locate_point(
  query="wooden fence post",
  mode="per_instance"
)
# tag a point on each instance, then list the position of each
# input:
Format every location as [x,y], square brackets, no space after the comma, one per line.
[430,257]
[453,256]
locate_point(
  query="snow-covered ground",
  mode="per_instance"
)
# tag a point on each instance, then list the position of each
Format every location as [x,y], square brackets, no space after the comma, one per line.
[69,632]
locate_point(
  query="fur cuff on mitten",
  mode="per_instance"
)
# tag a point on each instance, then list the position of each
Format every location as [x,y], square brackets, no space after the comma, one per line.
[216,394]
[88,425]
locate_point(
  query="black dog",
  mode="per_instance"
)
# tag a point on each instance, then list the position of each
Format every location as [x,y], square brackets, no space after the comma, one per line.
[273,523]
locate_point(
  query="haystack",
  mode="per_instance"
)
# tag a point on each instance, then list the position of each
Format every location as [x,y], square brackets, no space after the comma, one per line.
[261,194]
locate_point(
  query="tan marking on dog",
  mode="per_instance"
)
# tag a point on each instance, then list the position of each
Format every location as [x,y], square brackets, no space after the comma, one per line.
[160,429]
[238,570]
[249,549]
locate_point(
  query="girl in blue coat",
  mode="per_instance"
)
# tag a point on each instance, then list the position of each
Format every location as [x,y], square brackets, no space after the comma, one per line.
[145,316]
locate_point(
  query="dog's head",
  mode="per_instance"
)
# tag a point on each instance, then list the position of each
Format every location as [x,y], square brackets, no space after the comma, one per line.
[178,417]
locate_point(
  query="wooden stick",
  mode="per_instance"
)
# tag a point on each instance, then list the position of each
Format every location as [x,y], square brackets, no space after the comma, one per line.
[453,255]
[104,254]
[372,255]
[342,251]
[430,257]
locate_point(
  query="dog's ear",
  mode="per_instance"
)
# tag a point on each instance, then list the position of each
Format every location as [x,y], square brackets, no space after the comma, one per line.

────────────────────────────────────────

• Exercise task
Restate the records, all of them, precisely as written.

• Answer to the exercise
locate_point(
  query="wooden fence post",
  mode="per_instance"
)
# tag a point on each instance, then list the position of each
# input:
Format every location as [x,y], square brackets, no space after the comma, one per line.
[430,257]
[453,256]
locate_point(
  query="snow-covered ground",
  mode="per_instance"
)
# tag a point on each instance, then list the position of each
Format every location as [x,y], square brackets, no space after the comma, one per line.
[69,632]
locate_point(
  query="fur cuff on mitten",
  mode="per_instance"
)
# tag a point on each instance, then list the position of each
Format every location as [x,y], square brackets, no space after the comma, one per line.
[216,394]
[88,425]
locate_point(
  query="black dog",
  mode="per_instance"
)
# tag a point on each instance, then list the position of each
Format every location as [x,y], square brackets, no space after the comma, one per line.
[273,523]
locate_point(
  query="haystack",
  mode="per_instance"
)
# tag a point on each instance, then list the position of each
Format every location as [x,y], square brackets, no space after the comma, one per line.
[261,194]
locate_point(
  query="tan marking on dog",
  mode="per_instance"
)
# tag a point on each instance, then list the position of each
Format every location as [x,y], square brackets, no space after the comma, one per line.
[160,429]
[238,570]
[249,549]
locate_point(
  query="girl in blue coat",
  mode="per_instance"
)
# tag a point on each instance, then list the position of each
Format every location as [x,y], square brackets, no space after the comma, one per line.
[145,316]
locate_point(
  query="dog's head",
  mode="per_instance"
)
# tag a point on each instance, then list the position of each
Format every location as [x,y], square brackets, no space after the comma, one per line.
[178,417]
locate_point(
  query="wooden stick",
  mode="per_instance"
)
# tag a point on each instance, then list the position of each
Format every location as [x,y], square brackets, no space after the comma, one per line.
[453,255]
[104,254]
[372,255]
[342,251]
[430,257]
locate_point(
  query="dog's ear",
  mode="per_instance"
)
# tag a point on each instance, then list the position of each
Format every location as [x,y], square brackets, no space after the comma, one per line.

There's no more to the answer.